| INFORMATION PROVIDED |
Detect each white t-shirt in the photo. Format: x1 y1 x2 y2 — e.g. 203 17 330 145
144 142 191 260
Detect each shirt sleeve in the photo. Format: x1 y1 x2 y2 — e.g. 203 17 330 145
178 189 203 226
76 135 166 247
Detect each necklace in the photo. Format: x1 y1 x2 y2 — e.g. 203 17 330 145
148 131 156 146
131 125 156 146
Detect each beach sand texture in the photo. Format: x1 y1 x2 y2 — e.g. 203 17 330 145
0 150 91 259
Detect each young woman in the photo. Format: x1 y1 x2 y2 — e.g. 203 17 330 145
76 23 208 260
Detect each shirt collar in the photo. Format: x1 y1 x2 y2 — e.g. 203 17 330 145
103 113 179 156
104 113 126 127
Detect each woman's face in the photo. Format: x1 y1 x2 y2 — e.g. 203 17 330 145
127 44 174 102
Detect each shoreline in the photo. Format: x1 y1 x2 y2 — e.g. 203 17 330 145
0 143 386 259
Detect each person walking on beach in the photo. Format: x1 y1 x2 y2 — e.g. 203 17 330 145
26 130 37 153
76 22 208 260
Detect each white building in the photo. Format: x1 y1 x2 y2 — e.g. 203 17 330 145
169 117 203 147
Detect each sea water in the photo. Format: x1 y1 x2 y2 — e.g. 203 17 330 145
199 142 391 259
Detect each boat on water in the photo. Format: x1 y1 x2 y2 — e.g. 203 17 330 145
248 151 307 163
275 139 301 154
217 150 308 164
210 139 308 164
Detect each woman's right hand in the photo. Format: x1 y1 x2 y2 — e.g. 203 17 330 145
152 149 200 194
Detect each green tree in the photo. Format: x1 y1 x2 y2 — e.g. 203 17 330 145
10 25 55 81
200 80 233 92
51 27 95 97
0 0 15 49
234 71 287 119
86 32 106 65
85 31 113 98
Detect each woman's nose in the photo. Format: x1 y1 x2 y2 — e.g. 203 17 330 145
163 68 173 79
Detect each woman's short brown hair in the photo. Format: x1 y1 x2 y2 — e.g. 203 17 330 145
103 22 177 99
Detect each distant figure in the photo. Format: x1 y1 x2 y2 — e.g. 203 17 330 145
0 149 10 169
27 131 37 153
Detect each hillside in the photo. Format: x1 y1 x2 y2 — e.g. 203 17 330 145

| WHAT YOU WILL DO |
Produce an identical printout of the material above.

| REPLY |
Detect each white t-shirt in the photo. Format: x1 y1 x2 y2 — e.g. 203 17 330 145
144 142 191 260
Detect each shirt sleeve in the photo. Format: x1 y1 x2 y2 — e.g. 203 17 330 145
178 189 203 226
76 135 166 247
Detect each necklace in the photo. Format: x1 y1 x2 y2 — e.g. 203 17 330 145
148 131 156 146
131 125 156 146
Detect each beach sand texture in the photo. Format: x1 y1 x2 y2 — e.g. 203 17 330 145
0 150 91 259
Detect each young woman in the photo. Format: x1 y1 x2 y2 — e.g. 203 17 330 145
76 23 208 260
Detect each shirt collar in the photo. Format: x1 y1 x2 y2 — e.g. 203 17 330 145
103 113 179 156
104 113 126 127
Detect each woman's face in the photo. Format: x1 y1 x2 y2 — e.g. 203 17 330 145
127 44 174 102
Detect each shoreline in the photo. Format: x1 y1 x2 y2 — e.g. 203 17 330 145
0 143 386 259
Detect each person walking on beach in the photo. Format: x1 y1 x2 y2 — e.g. 203 17 330 145
26 130 37 153
76 22 208 260
Detect each white building in the photo. Format: x1 y1 x2 y2 — e.g. 203 17 330 145
169 117 203 147
Detect each sea water in the photo. Format: x1 y1 x2 y2 — e.g. 203 17 330 145
199 142 391 259
Detect each boat on water in the photo. Format: x1 y1 x2 y2 — e.g. 203 17 330 145
248 151 307 163
275 139 301 154
217 150 308 164
210 139 308 164
Detect each woman's right hand in the photo. Format: x1 y1 x2 y2 — e.g. 203 17 330 145
152 149 200 194
Detect each green tree in the photo. Format: x1 y1 x2 y2 — e.g. 203 17 330 145
10 25 55 81
200 80 233 92
51 27 95 97
0 0 15 49
234 71 287 119
86 32 106 65
85 31 113 98
Detect each woman's nose in the photo. Format: x1 y1 x2 y2 — e.g. 203 17 330 145
163 68 173 79
Detect each woman's short brown hair in the photo. Format: x1 y1 x2 y2 — e.g. 203 17 330 145
103 22 177 99
Detect each distant figure in the photo. Format: x1 y1 x2 y2 — e.g. 203 17 330 145
0 149 10 169
27 131 37 153
Detect each hillside in the photo. Format: x1 y1 x2 y2 — e.g. 203 17 330 145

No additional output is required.